**Aim of the task**
Retype the data below word for word, keeping every line and number unchanged.

** start of Exercise materials **

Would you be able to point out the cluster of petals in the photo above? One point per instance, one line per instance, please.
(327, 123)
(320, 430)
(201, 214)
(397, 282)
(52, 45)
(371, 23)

** end of Exercise materials **

**Solution for this problem**
Would you be able to point out the cluster of petals in the photo above? One point per instance, one line per instance, please.
(327, 123)
(320, 430)
(201, 214)
(397, 282)
(52, 45)
(371, 23)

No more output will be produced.